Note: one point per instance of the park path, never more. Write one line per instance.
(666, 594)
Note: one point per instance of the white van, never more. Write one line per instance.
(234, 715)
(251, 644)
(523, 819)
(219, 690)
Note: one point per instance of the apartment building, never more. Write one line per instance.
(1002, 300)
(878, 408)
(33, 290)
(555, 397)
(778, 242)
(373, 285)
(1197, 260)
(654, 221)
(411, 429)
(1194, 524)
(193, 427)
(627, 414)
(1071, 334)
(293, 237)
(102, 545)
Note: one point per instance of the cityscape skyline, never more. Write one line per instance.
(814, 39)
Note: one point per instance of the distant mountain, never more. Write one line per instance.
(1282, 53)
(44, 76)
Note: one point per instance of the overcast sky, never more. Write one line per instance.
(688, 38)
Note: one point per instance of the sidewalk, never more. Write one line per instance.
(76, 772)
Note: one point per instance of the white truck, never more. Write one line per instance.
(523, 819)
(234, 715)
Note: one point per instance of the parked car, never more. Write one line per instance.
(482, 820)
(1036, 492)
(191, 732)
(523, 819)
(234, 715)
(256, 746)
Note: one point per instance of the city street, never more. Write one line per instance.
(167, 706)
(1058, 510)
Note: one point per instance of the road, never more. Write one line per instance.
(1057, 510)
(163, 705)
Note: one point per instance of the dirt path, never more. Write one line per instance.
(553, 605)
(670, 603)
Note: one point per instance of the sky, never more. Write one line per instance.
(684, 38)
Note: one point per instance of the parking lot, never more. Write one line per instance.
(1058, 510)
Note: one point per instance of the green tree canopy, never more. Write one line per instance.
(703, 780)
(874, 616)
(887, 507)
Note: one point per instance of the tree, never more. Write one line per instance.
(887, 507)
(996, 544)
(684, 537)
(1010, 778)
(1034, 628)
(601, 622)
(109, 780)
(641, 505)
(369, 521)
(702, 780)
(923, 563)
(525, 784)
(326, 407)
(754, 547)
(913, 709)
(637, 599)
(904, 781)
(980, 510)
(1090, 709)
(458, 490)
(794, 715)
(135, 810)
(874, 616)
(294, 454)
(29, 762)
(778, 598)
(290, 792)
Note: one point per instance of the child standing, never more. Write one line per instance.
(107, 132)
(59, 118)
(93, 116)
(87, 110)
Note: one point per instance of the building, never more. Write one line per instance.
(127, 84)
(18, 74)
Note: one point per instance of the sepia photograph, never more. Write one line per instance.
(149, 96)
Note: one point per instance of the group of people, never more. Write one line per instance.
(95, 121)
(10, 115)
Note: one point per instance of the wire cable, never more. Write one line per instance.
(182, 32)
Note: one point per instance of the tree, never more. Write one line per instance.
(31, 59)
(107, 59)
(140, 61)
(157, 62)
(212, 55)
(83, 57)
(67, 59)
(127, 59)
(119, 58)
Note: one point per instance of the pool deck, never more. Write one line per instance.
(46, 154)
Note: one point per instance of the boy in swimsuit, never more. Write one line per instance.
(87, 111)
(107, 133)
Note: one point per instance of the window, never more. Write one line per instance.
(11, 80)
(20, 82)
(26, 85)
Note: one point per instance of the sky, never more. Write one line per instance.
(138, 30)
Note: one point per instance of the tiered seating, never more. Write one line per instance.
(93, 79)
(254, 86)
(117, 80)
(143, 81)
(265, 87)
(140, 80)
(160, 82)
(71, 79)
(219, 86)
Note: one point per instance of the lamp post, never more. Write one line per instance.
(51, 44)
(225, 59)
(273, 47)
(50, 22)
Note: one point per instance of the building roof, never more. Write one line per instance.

# [About this task]
Give the listing again exactly as it appears.

# [Written solution]
Note: one point per instance of the park path, never more. Write one line per instance.
(666, 594)
Note: one point per instance of the white van, never more. Write one line per instance.
(234, 715)
(251, 644)
(523, 819)
(219, 690)
Note: one point per instance of the apartment building, never more. Write one line per instance.
(1002, 300)
(878, 408)
(33, 290)
(555, 397)
(778, 242)
(373, 285)
(1197, 260)
(654, 221)
(411, 429)
(1194, 524)
(193, 427)
(627, 414)
(1071, 334)
(293, 237)
(102, 545)
Note: one point per instance of the cityscape skyline, never more. Write one line per instance.
(814, 39)
Note: one point per instance of the distant mountain, never more. Write one line per instance.
(1282, 53)
(44, 76)
Note: one point per instance of the overcast sky, never more. Write one line per instance.
(688, 38)
Note: one point per instance of the sidewalk, never more. Write one line per instance.
(76, 772)
Note: one point per instance of the white truck, never more. Write one line per instance.
(523, 819)
(234, 715)
Note: one point per instance of the parked car, never more. Write one line per instance.
(482, 820)
(1036, 492)
(191, 732)
(523, 819)
(234, 715)
(256, 746)
Note: one point per instance of the city street, never more. Write one line per instance.
(167, 706)
(1058, 510)
Note: one point per instance of the road, never more. Write one line per instance.
(1057, 510)
(163, 705)
Note: one point per instance of the dirt path, never more. Write one line per instance.
(553, 605)
(670, 603)
Note: one point per instance of the sky, never more. Write one line per instance.
(684, 38)
Note: one point per instance of the parking lot, never more. Write one line per instance.
(1058, 510)
Note: one point per instance of the green tree canopy, never more. Write one line per instance.
(703, 780)
(874, 616)
(887, 507)
Note: one point per instance of the tree, never more. Write one line per instance.
(887, 507)
(996, 544)
(684, 537)
(1010, 778)
(1034, 628)
(601, 622)
(109, 780)
(641, 505)
(369, 521)
(702, 780)
(923, 563)
(525, 784)
(326, 407)
(754, 547)
(913, 709)
(637, 599)
(904, 781)
(980, 510)
(1090, 709)
(458, 490)
(794, 715)
(135, 810)
(874, 616)
(294, 454)
(29, 762)
(778, 598)
(290, 792)
Note: one point per instance of the child standing, never more. Write one line per instance.
(107, 132)
(59, 118)
(93, 116)
(87, 110)
Note: one point per instance of the building, never more. Write one line per instance.
(127, 84)
(18, 74)
Note: one point per instance of the sepia photograph, never more. Write one line per instance.
(149, 96)
Note: one point per instance of the group of people, never more. Write one line per instance.
(95, 121)
(10, 115)
Note: one point per instance of the wire cable, never more. Write one line per instance.
(182, 32)
Note: one point per instance of the tree, never more. Write one line per instance.
(31, 59)
(107, 59)
(140, 61)
(157, 62)
(212, 55)
(83, 57)
(67, 59)
(127, 59)
(119, 58)
Note: one point per instance of the pool deck, never more. Write one line per instance.
(46, 154)
Note: one point per instance of the boy in swimsuit, never more. Write one line per instance.
(87, 111)
(107, 133)
Note: one point per instance of the window, never more. Write one line per instance.
(11, 80)
(20, 82)
(26, 85)
Note: one point per instance of the sky, never more. Write one line per instance.
(138, 30)
Note: one point per instance of the tiered seating, never more. Write one line per instance.
(93, 79)
(254, 86)
(117, 80)
(143, 81)
(265, 87)
(140, 80)
(160, 82)
(71, 79)
(219, 86)
Note: one point per instance of the lamp post, never more. Write one line per instance.
(51, 44)
(225, 59)
(273, 47)
(50, 22)
Note: one point per instance of the building roof, never more. Write one line per instance.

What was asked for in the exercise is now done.